*TRECHO DO RELATO*.
------------
Na manhã seguinte, pratiquei yoga sem usar os braços - o que não é exatamente uma prática completa, mas adaptamos conforme a possibilidade. Engoli um ibuprofeno.
No trabalho, eu comecei a sentir que o simples repousar do meu braço sobre a bancada de trabalho, que mantinha o ombro ligeiramente flexionado, fazia doer, e passei a manter a mão esquerda descansando no colo.
Ibuprofeno de 8h em 8h virou meu protocolo de automedicação (que não recomendo, porém posteriormente meu médico referendou).
A dor ia e vinha, conforme o uso desse braço - claro que foi o esquerdo e eu sou canhota. O corte já havia fechado, a mão começou a desinchar e eu seguia nessa dinâmica.
Num final de semana inteiro na formação para instrutora de yoga, passados já mais de 15 dias do acontecido, eu continuava sem conseguir praticar.
Não só sem conseguir praticar yoga - sem conseguir dormir sobre o lado esquerdo, usar o punho para me apoiar até mesmo pra me levantar da cama.
Naquela noite, embarquei nas drogas pesadas do tipo “relaxante muscular”.
Para quem não sabe, essa classe que “dá sono” é um benzodiazepínico e, além do sono, deixa uma ressaca, mente avoada, além de um profundo mau humor na manhã seguinte.
Todos os dias, eu acordava (grogue e de mau humor, por causa do remédio), porém sem dor. Se eu não me esforçasse, conseguia ficar sem Ibuprofeno até por volta de meio-dia.
Aí terminava o dia sempre com o ombro latejando, derrotada, de mau humor e engolindo mais um relaxante muscular. Numa noite em particular, enquanto me via entrando no dia 25 de Ibuprofeno, tomei uma decisão.
Eu partiria para corticóides, precisava desinflamar. Aquilo já estava durando quase um mês, minha prática de yoga tinha ido para o cacete e eu me sentia perdendo o controle da minha vida.
Para minha conveniência, eu tinha inclusive umas prednisonas dando sopa na caixinha de remédios. Guardei uma cartela na bolsa e fui passar o dia.
Era uma segunda de manhã, dia 26 desde o acidente, e eu amanhecera, como de hábito, sem dores. Passei o dia viajando de carro, e cheguei em casa por volta das 18h.
Só naquele momento, percebi um fato novo: eu não havia precisado do Ibuprofeno naquele dia! Alvíssaras! Mesmo assim, tomei o relaxante muscular (metade da dose) e agendei minha aula de yoga.
Acordei sem dores, pratiquei todos os asanas (posturas físicas) propostos pela professora na prática. Não senti fisgadas, latejamento ou fraqueza. Ressabiada, esperei o resto do dia, pra ver se a dor vinha.
Não veio. Nem naquele dia, nem naquela noite.
Eu estava alforriada das medicações e do repouso forçado, depois de 28 dias de dores, medicamentos, receios e fraqueza no braço.
E ao final deste processo, veio o aprendizado. Que divido agora com vocês.
------------
*LINHAS DE DADOS*.
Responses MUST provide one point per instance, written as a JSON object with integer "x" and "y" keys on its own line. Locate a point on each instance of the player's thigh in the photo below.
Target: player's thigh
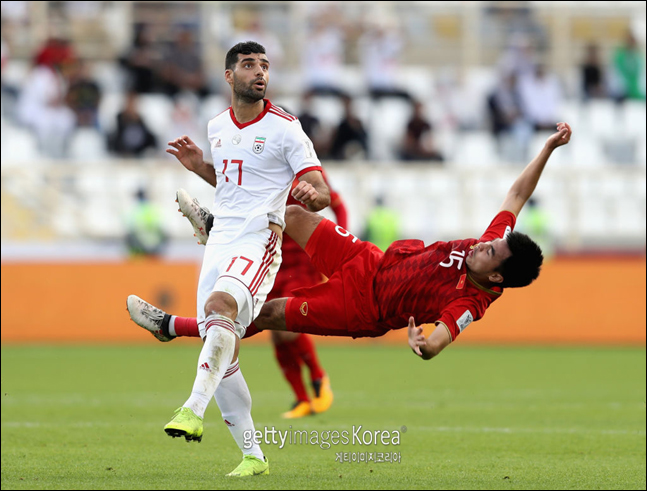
------------
*ATIVIDADE 1*.
Responda com base no relato sobre a lesão no ombro:
(a) Qual dos braços foi afetado?
(b) Com que intervalo o ibuprofeno passou a ser tomado?
(c) A segunda-feira de manhã correspondia a qual dia desde o acidente?
*ATIVIDADE 2*. Liste todos os efeitos que o relato atribui à classe de remédios do tipo "relaxante muscular".
*ATIVIDADE 3*. Reproduza o trecho do relato que vai de "Na manhã seguinte, pratiquei" até "meu médico referendou).".

*RESPOSTA 1*.
(a) O esquerdo.
(b) De 8 em 8 horas.
(c) O dia 26.

*RESPOSTA 2*.
- sono
- ressaca
- mente avoada
- profundo mau humor na manhã seguinte

*RESPOSTA 3*.
Na manhã seguinte, pratiquei yoga sem usar os braços - o que não é exatamente uma prática completa, mas adaptamos conforme a possibilidade. Engoli um ibuprofeno.
No trabalho, eu comecei a sentir que o simples repousar do meu braço sobre a bancada de trabalho, que mantinha o ombro ligeiramente flexionado, fazia doer, e passei a manter a mão esquerda descansando no colo.
Ibuprofeno de 8h em 8h virou meu protocolo de automedicação (que não recomendo, porém posteriormente meu médico referendou).